ASSIGNED TASK A: Return, word for word, the passage of the text on toothbrushing from "It is also important" up to and including "cause bad breath.".
ASSIGNED TASK B: In the text on toothbrushing, how often should adults have professional scaling?

TEXT EXCERPT:
There have been multiple studies comparing the effectiveness of manual brushes and electric brushes. Both brushes are effective in removing food particles, plaque, tartar and bacteria. It is important to aim to brush at least 3 times a day. If you brush after each meal and snacks that would be even better. Brushing along does not remove all the plaque and bacteria, especially in between your teeth and underneath the gums. Flossing is equally important as brushing, to remove the bacteria from in between your teeth. Professional scaling (scaling) is important to reach underneath the gums, which is extremely hard to reach at home, to remove the plaque, tartar and bacteria from the periodontal pockets. For adults, it is recommended to have scaling every three to four months and for children, studies show every six months is effective.
It is also important to spend at least two minutes to brush effectively. Brushing from the gum towards the teeth surfaces is best to avoid injuring the gums and causing gum recession. Remember to brush all the surfaces of your teeth including the biting surfaces. Most people do not spend enough time brushing the teeth at the very back and this is where caries often develop in adults. Also, it is important to brush your tongue since it can trap bacteria and cause bad breath.
Although not all electric brushes are the same, these studies conclude that, in general, electric brushes are more efficient in controlling plaque than manual brushes. Theoretically, you can do a very good brushing with a regular hand brush, but the movements of an electric brush make the task easier and more effective. Also, studies shows that people are more likely to spend more time brushing with an electric brush since it is easier and takes less effort than a manual brush.
Also, some electric brushes (Sonicare) produce sonic vibrations that are difficult to mimic with a hand brush! Other electric brushes like Oral-B and Rotadent have small heads that help you access hard-to-reach areas of your mouth, such as the very back teeth. This aspect is more important when you are talking about someone with orthodontic braces or a history of gum disease. There are many types of electric brushes available, and ultimately it comes down to personal preference.

SOURCE DATA:

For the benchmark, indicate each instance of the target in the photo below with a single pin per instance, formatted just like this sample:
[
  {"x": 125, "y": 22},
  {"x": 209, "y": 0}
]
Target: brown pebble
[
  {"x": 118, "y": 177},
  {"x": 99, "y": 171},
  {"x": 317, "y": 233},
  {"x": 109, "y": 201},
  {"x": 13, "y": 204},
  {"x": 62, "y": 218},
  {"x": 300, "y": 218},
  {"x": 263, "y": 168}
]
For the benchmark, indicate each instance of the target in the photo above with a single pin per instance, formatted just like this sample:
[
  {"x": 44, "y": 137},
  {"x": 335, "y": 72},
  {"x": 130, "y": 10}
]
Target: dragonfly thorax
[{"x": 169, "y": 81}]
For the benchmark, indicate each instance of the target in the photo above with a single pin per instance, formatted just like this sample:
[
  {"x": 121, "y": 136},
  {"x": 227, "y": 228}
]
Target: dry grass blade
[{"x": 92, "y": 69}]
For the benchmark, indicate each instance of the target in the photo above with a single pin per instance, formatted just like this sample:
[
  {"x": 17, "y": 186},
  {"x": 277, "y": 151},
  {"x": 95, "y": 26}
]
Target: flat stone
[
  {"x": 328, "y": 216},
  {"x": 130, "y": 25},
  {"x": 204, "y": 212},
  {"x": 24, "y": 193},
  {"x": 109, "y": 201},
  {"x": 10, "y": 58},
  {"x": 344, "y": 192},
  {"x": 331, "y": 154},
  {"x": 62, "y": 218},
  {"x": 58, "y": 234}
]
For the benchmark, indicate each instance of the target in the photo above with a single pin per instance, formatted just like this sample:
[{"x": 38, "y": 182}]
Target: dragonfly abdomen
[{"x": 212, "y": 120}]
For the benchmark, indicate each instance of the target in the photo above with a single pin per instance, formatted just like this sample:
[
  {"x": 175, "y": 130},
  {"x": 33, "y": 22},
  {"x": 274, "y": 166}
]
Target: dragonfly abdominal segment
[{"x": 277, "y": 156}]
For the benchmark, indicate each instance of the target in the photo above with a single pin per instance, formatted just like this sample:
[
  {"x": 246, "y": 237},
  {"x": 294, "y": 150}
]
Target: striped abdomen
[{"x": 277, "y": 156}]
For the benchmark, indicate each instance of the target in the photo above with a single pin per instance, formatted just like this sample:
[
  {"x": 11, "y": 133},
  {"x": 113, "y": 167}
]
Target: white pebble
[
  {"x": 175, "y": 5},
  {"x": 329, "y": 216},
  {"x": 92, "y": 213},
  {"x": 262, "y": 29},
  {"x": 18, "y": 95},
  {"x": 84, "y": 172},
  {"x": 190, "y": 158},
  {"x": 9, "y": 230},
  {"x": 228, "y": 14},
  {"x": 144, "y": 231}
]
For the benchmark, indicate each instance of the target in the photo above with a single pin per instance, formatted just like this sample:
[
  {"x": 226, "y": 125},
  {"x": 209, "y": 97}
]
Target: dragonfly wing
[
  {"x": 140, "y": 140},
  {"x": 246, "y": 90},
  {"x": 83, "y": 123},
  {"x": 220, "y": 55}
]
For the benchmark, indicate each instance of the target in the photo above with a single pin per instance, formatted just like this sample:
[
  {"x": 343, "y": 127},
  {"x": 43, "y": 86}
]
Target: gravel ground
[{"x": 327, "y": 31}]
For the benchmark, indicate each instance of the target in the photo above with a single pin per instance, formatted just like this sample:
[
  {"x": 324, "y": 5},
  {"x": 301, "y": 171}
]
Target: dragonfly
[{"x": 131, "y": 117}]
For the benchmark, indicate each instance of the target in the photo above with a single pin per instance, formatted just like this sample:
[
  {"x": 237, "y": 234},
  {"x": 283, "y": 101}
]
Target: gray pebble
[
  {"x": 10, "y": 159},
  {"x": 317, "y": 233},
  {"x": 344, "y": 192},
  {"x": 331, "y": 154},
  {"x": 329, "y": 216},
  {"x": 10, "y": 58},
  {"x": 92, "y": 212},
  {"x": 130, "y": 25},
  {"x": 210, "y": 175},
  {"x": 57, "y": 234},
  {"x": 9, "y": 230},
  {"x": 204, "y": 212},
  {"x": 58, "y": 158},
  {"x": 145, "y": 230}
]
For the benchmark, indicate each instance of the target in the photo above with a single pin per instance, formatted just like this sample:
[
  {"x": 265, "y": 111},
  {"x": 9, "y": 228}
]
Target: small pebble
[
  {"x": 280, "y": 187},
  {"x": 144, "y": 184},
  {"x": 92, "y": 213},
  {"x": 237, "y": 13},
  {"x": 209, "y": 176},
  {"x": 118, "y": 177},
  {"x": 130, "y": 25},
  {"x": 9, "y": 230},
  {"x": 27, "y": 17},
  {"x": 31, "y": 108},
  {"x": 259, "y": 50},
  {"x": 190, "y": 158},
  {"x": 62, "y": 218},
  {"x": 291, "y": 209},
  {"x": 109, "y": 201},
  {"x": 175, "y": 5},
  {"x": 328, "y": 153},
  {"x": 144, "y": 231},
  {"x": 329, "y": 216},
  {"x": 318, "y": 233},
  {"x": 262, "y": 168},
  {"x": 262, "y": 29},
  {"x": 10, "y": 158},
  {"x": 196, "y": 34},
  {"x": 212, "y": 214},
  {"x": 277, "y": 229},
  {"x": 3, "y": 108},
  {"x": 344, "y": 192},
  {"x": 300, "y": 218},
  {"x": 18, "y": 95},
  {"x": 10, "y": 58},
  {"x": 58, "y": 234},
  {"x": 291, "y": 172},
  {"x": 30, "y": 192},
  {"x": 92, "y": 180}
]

ANSWER A:
It is also important to spend at least two minutes to brush effectively. Brushing from the gum towards the teeth surfaces is best to avoid injuring the gums and causing gum recession. Remember to brush all the surfaces of your teeth including the biting surfaces. Most people do not spend enough time brushing the teeth at the very back and this is where caries often develop in adults. Also, it is important to brush your tongue since it can trap bacteria and cause bad breath.

ANSWER B: Every three to four months.